* [What to work on]:
1. According to the commentary on 1 Corinthians 11, what distinguishes prayer from prophecy?
2. Extend the commentary on 1 Corinthians 11 by writing what follows its final paragraph.

* [Source document]:
## start

INTRODUCTION
In part 1 of this series, here, I outlined three keys to understanding 1 Corinthians 11:2-16, and I looked at verses 2-3 including what Paul meant when he said, “the head of woman is the man.” In Part 2, I continue looking at Paul’s words, line by line, especially 1 Corinthians 11:4-6.
1 CORINTHIANS 11:4 AND MEN’S HEADS
Praying and Prophesying Aloud
“Every man who prays or prophesies ‘with something on his (actual) head’ dishonours his (metaphorical) head (i.e. Christ)” (1 Cor. 11:4).
First, I understand “prays and prophesies” here and in verse 5 as referring broadly to spoken ministry. Prayer is spoken to God while prophecy is spoken on behalf of God. Moreover, in 1 Corinthians 14, Paul links prayer with speaking in tongues (1 Cor. 14:14ff cf. 1 Cor. 14:2). Perhaps he includes speaking in tongues here also.
I take Paul’s discussion in 1 Corinthians 11:2-16 as referring to spoken ministry done within the Christian community. That is, men and women were speaking aloud in church gatherings, whether large or small. I mention this because some people have difficulty recognising that women were ministering vocally in Corinthian assemblies.[1]
Paul encouraged spoken ministry, especially prophecy, as long as it was done in an edifying manner. He told all the Christians in Corinth, “the one who prophesies builds up the church” (1 Cor. 14:4). And, “For you can all prophesy one by one, so that everyone may learn and everyone may be encouraged” (1 Cor. 14:31, italics added).

## end

[Coordinate labeling data]
## start

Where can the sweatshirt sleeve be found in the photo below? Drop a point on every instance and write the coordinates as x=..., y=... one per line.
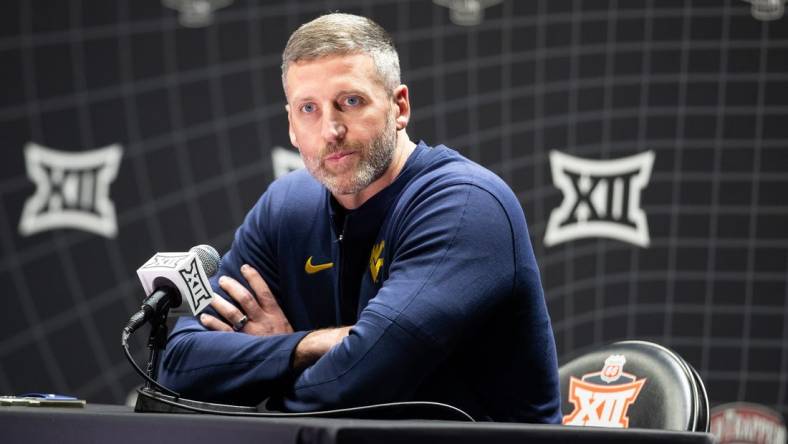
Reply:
x=233, y=367
x=453, y=264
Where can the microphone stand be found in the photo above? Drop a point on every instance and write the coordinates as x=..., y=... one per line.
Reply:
x=156, y=343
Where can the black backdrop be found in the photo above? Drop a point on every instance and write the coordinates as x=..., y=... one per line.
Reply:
x=198, y=112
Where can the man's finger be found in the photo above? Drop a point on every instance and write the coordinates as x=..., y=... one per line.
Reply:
x=264, y=296
x=212, y=323
x=240, y=294
x=227, y=310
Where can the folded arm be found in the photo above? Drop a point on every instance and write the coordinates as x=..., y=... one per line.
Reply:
x=453, y=266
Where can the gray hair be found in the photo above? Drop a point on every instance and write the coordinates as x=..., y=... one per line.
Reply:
x=344, y=34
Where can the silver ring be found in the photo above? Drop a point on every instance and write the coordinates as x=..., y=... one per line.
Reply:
x=238, y=326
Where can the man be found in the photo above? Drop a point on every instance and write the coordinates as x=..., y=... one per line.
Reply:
x=390, y=271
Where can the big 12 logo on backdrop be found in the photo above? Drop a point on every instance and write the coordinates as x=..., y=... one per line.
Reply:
x=601, y=198
x=72, y=190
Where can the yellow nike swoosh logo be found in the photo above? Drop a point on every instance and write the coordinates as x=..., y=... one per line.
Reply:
x=312, y=269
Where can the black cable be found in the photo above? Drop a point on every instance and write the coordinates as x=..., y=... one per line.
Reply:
x=125, y=343
x=349, y=410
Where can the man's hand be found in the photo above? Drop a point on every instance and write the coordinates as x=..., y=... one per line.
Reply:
x=316, y=344
x=264, y=317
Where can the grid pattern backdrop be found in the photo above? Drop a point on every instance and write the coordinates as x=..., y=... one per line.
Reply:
x=197, y=111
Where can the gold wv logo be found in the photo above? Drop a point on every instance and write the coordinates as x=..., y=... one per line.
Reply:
x=375, y=261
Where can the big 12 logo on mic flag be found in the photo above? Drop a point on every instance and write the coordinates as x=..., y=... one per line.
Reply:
x=184, y=271
x=602, y=398
x=72, y=190
x=601, y=198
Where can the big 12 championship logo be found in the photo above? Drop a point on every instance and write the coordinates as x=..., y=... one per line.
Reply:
x=602, y=398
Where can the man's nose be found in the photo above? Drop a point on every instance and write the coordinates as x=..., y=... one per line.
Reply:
x=333, y=128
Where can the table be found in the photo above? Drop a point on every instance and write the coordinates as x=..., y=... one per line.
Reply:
x=109, y=424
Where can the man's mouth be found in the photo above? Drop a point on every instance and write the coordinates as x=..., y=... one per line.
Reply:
x=333, y=157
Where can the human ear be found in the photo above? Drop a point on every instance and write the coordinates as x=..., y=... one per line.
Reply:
x=402, y=103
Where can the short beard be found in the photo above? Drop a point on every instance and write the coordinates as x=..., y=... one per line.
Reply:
x=373, y=163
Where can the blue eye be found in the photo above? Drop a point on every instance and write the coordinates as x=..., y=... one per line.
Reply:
x=353, y=100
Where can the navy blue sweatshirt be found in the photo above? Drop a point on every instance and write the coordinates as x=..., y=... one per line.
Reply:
x=437, y=275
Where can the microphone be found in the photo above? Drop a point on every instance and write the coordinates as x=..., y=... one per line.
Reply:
x=168, y=278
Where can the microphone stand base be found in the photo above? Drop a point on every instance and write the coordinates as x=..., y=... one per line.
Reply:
x=152, y=401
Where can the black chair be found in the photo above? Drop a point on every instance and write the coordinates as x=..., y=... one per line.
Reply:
x=633, y=384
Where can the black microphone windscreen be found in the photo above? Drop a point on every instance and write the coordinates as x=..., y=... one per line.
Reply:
x=208, y=256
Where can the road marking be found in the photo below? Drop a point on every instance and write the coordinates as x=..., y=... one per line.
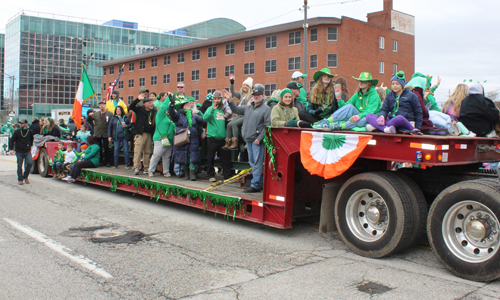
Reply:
x=61, y=249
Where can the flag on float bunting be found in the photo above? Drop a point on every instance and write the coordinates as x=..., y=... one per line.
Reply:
x=330, y=154
x=84, y=92
x=112, y=86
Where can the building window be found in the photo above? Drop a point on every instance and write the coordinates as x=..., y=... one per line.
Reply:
x=269, y=89
x=294, y=38
x=332, y=33
x=294, y=63
x=180, y=77
x=270, y=66
x=195, y=94
x=228, y=70
x=196, y=54
x=180, y=57
x=313, y=61
x=271, y=42
x=249, y=69
x=230, y=49
x=331, y=61
x=249, y=45
x=212, y=73
x=166, y=78
x=195, y=75
x=314, y=34
x=212, y=52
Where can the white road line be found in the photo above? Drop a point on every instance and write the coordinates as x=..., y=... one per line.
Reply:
x=59, y=248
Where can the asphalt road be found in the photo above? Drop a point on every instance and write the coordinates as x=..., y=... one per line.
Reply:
x=53, y=246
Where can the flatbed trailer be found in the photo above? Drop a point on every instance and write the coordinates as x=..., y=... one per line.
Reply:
x=377, y=208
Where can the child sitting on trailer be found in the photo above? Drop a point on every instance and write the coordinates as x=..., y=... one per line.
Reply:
x=401, y=109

## end

* [Outputs for the tasks]:
1. Prayer is spoken to God, while prophecy is spoken on behalf of God.

2.
In 1 Corinthians 14:26-40, he silences disorderly speech from three groups of people, but Paul begins and ends this passage by encouraging edifying speech without specifying gender.[2]
Head Coverings or Hair Lengths?
The second point I want to make is that the Greek phrase behind the translation “with something on his head” (kata kephalēs echōn) is ambiguous. There are a few Greek terms in 1 Corinthians 11:2-16, referring to what was happening with the actual heads of the Corinthian men and women, that are unclear. We cannot be certain if Paul was speaking about head coverings or about hairstyles and hair lengths.
Kata kephalēs also occurs in Esther 6:12 in the Septuagint. This is where Haman returns home after being humiliated. Some suggest the picture here is that Haman’s long hair which may have ordinarily been done up in a Persian hairstyle was hanging loosely.[3] Then again, maybe Haman covered his head with something.[4] Whatever he did with his head, it was a sign of grief or shame.
In some contexts in the ancient world, however, long hair on men was not necessarily a sign of shame. Dio Chrysostom (born c. AD 40), a Greek orator and philosopher and a close contemporary of Paul, spoke about hair lengths in men and admitted that he himself had long hair. His point was that long hair, which was an unusual hairstyle for Roman men, was not a mark of moral superiority.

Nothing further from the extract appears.